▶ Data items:
·····

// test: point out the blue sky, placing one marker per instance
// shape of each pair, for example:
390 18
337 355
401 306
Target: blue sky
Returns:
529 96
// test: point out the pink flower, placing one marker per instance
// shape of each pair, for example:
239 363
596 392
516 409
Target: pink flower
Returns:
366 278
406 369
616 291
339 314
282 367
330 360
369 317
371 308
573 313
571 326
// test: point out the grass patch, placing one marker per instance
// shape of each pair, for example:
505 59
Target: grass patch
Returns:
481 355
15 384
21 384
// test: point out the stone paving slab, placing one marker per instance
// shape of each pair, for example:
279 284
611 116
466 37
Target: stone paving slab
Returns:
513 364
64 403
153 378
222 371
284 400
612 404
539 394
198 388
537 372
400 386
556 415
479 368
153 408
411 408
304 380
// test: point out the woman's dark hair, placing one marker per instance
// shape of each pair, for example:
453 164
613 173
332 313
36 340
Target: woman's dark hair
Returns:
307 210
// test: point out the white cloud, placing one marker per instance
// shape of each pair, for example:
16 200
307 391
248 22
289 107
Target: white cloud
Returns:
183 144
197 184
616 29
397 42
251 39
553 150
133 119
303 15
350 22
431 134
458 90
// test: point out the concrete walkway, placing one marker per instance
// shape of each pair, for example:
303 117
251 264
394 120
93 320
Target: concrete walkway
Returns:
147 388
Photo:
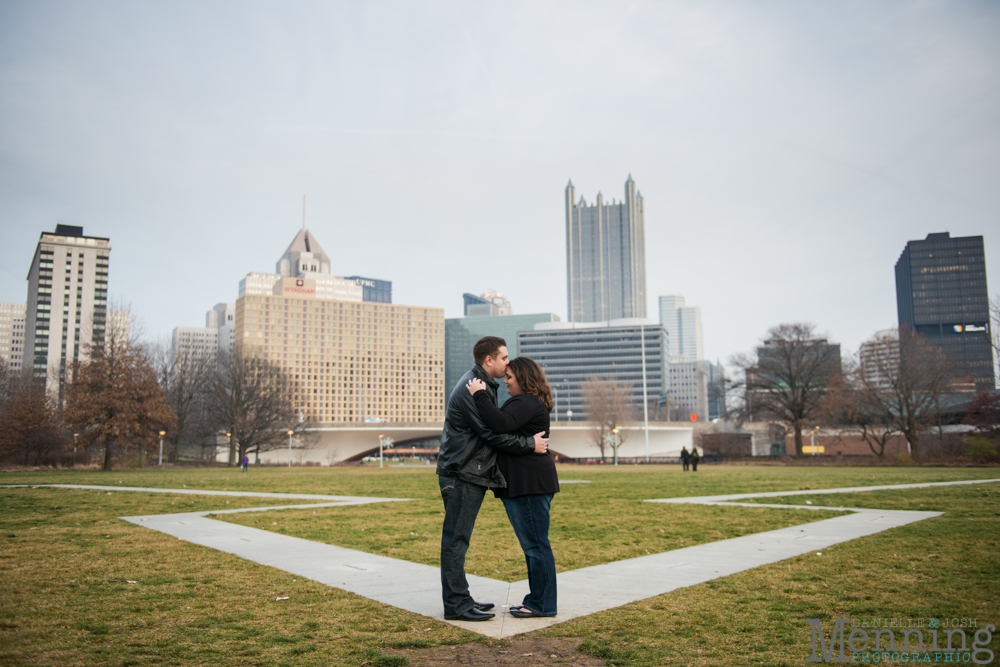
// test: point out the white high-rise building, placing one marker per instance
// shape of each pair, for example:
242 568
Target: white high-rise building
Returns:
683 323
12 334
209 341
879 358
67 304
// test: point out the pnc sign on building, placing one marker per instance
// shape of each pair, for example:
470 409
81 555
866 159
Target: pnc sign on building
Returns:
295 287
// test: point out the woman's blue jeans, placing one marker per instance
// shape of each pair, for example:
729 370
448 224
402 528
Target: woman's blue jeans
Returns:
529 516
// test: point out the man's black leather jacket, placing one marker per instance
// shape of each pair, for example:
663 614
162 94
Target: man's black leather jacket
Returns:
468 448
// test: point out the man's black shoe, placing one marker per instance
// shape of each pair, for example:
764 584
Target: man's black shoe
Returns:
471 615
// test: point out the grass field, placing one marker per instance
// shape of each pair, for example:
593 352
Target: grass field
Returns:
67 559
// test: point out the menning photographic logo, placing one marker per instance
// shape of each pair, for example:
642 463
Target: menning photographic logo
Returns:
880 646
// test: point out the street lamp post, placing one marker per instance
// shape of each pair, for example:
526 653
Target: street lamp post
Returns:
645 399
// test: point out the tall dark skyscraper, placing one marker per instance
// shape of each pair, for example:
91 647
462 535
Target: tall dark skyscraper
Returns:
605 257
941 293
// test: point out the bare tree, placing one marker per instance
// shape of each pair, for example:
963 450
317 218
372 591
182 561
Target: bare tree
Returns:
851 405
609 405
187 380
787 378
253 403
113 397
905 386
31 425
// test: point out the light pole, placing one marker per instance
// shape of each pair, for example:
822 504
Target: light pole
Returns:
645 399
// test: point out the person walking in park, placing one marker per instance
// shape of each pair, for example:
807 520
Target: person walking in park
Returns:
531 479
467 466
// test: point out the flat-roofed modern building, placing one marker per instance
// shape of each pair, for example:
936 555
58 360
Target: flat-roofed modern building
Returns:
12 334
605 257
572 352
67 303
488 303
348 361
683 325
941 293
461 334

·····

▶ What you should do:
Where a line of the records has the string "rise", copy that line.

▶ Answer space:
// test: point out the white high-rise building, placing one marker per instance
Target: white high-rise building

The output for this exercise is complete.